Exercise.
Transcribe every record verbatim.

Data for this exercise.
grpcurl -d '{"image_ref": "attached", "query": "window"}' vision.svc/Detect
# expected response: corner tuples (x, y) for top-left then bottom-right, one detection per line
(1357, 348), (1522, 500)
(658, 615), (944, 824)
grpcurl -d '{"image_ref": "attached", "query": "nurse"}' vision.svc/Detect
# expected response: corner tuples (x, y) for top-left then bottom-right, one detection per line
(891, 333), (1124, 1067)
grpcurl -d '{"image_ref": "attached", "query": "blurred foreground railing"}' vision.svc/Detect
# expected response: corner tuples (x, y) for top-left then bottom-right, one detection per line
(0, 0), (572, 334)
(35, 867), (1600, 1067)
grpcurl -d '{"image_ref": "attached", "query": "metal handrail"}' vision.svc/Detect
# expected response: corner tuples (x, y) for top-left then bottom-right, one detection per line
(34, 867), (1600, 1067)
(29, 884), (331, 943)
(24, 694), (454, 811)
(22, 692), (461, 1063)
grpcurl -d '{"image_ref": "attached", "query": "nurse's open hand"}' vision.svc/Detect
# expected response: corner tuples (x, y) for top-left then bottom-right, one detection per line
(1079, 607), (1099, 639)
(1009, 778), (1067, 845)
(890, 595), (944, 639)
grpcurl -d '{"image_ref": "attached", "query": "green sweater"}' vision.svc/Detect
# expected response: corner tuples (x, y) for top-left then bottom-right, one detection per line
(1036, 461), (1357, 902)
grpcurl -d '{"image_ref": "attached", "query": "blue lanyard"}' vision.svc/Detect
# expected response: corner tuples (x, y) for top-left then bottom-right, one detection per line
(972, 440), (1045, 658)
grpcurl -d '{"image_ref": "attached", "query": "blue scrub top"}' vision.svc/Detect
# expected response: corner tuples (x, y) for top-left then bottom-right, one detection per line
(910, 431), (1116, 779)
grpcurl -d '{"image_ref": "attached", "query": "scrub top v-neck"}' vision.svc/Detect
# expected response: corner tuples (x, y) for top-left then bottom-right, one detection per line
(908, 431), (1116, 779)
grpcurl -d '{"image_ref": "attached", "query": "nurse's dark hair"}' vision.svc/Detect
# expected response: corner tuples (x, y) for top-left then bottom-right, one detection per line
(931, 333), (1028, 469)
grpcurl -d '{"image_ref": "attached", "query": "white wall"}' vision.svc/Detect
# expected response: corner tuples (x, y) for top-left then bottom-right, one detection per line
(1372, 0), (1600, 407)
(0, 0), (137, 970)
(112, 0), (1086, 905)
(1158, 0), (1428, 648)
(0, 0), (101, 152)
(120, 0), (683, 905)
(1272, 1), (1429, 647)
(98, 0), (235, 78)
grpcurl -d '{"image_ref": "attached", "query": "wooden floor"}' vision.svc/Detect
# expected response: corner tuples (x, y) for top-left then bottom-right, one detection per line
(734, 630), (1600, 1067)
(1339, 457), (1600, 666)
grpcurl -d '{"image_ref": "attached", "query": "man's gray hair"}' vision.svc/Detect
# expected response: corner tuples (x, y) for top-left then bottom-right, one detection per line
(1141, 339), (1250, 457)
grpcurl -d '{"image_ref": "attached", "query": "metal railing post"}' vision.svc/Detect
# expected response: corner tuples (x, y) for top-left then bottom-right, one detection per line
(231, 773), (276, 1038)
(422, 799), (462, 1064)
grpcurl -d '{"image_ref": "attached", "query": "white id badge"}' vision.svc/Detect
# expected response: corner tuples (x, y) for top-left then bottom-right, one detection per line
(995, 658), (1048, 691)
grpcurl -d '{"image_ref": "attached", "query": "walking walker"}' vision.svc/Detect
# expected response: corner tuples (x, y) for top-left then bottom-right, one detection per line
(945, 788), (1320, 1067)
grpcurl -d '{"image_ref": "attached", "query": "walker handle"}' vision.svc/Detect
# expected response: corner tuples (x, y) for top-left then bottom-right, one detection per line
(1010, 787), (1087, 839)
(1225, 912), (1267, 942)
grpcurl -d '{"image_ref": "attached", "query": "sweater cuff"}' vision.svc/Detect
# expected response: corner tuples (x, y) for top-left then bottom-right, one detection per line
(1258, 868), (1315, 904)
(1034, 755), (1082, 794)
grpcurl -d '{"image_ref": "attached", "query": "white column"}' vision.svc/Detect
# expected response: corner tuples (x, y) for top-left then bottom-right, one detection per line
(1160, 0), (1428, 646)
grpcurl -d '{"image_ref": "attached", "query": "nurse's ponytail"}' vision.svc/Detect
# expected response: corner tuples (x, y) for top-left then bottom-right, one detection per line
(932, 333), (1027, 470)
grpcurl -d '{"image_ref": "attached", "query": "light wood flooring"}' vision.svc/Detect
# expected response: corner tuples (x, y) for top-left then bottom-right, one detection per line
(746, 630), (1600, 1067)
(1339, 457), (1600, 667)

Written response.
grpcurl -d '{"image_ref": "attached", "query": "window"}' vision.svc/Detect
# expected response: corner tuples (x, y) for top-left then bottom-right, one detection per line
(1357, 348), (1522, 500)
(658, 615), (944, 824)
grpcurl -d '{"image_ref": "attached", "query": "nurse"}' vision.svc/Detect
# expected response: corner tuples (x, y) for top-left then bottom-right, one detection per line
(891, 333), (1124, 1067)
grpcurl -d '{"image_ref": "attached", "query": "blurred foreground railing"}' vision.svc/Detect
# expected response: corner tuples (x, y) for top-left then bottom-right, one detection per line
(0, 0), (572, 334)
(35, 867), (1600, 1067)
grpcurl -d '{"image_ref": "attached", "query": "metal handrail"}' vision.svc/Detect
# expected response: corner tuples (x, y) for top-left then bottom-right, one detection per line
(34, 867), (1600, 1067)
(29, 884), (331, 943)
(24, 694), (454, 811)
(22, 692), (461, 1063)
grpcurl -d '{"image_ref": "attached", "query": "nurse's open hand"}' vision.svc/Detect
# expected response: corner tuples (x, y) for top-left then bottom-right, one detection per line
(1079, 607), (1099, 639)
(1009, 778), (1067, 845)
(890, 595), (944, 639)
grpcurl -d '{"image_ref": "attached", "query": "green sweater"}' vision.svc/Detect
# expected response: corner tuples (x, y) for top-left then bottom-right, one detection per line
(1036, 461), (1357, 902)
grpcurl -d '{"image_ref": "attached", "query": "blue lanyard"}' vision.svc/Detect
# expected response: corner tuples (x, y) for top-left then bottom-right, one detection per line
(972, 440), (1045, 658)
grpcurl -d '{"image_ref": "attached", "query": "blue scrub top"}' vision.svc/Detect
# expected response: corner tuples (x, y) for top-left then bottom-right, one detection per line
(910, 431), (1116, 779)
grpcurl -d '{"image_ref": "attached", "query": "scrub top v-neck"}' vision.svc/Detect
# expected response: corner tuples (x, y) for top-left then bottom-right, one detection per line
(908, 431), (1116, 779)
grpcurl -d '{"image_ref": "attached", "query": "nurse's dark hair"}' vision.svc/Detect
# expected response: corner tuples (x, y) for top-left then bottom-right, one detection per line
(931, 333), (1028, 469)
grpcurl -d '{"image_ref": "attached", "query": "white wall"}' vision.svc/Detect
# expected response: corner tuples (x, y) for top-left then bottom-right, one detection per line
(1372, 0), (1600, 407)
(0, 0), (137, 970)
(112, 0), (1086, 905)
(1158, 0), (1428, 648)
(0, 0), (101, 152)
(120, 0), (683, 905)
(1272, 1), (1429, 647)
(98, 0), (235, 78)
grpcurl -d '{"image_ref": "attached", "query": "wooden floor"}' vision.svc/Detect
# expected response: corner tuples (x, y) for top-left then bottom-right, one detection per line
(734, 630), (1600, 1067)
(1339, 457), (1600, 666)
grpcurl -d '{"image_ref": "attached", "query": "man's gray hair"}' vision.svc/Detect
# expected response: corner tuples (x, y) for top-left then bottom-right, one detection per line
(1141, 339), (1250, 457)
grpcurl -d '{"image_ref": "attached", "query": "metal railing post"}' vision.svc/Detect
# expected response: corner tuples (x, y) for top-left then bottom-right, one detection per line
(231, 773), (276, 1038)
(422, 799), (462, 1064)
grpcurl -d '{"image_ref": "attached", "query": "white id badge"}' vision.svc/Detect
# expected response: corner tuples (x, y) for top-left then bottom-right, one detection per line
(995, 658), (1048, 691)
grpcurl -d '{"image_ref": "attached", "query": "walking walker"}' vision.svc/Detect
# expected response: corner tuples (x, y) for top-left then bottom-right, one detection per line
(945, 788), (1320, 1067)
grpcurl -d '{"image_ref": "attached", "query": "walker handle"}' vision.svc/Detect
# expected response: corner tuples (x, y) for top-left then bottom-right, one detection per line
(1010, 787), (1087, 839)
(1225, 912), (1267, 942)
grpcurl -d '{"image_ref": "attached", "query": "sweater cuff"}' vision.svc/Detect
# expected response: corner tuples (x, y) for top-left then bottom-right, one detection per line
(1258, 868), (1315, 904)
(1034, 755), (1082, 794)
grpcurl -d '{"image_ref": "attached", "query": "white column"}' vision.svc/Detect
# expected response: corner tuples (x, y) for top-left then bottom-right, one detection per line
(1160, 0), (1428, 646)
grpcurl -d '{"image_ref": "attached", "query": "nurse's ponytail"}' vision.svc/Detect
# expected response: corner tuples (x, y) for top-left then bottom-right, one detection per line
(932, 333), (1027, 470)
grpcurl -d '{"image_ref": "attached", "query": "light wood flooring"}' vision.svc/Detect
# expected response: corner tuples (x, y) for top-left then bottom-right, one detection per line
(746, 630), (1600, 1067)
(1339, 457), (1600, 667)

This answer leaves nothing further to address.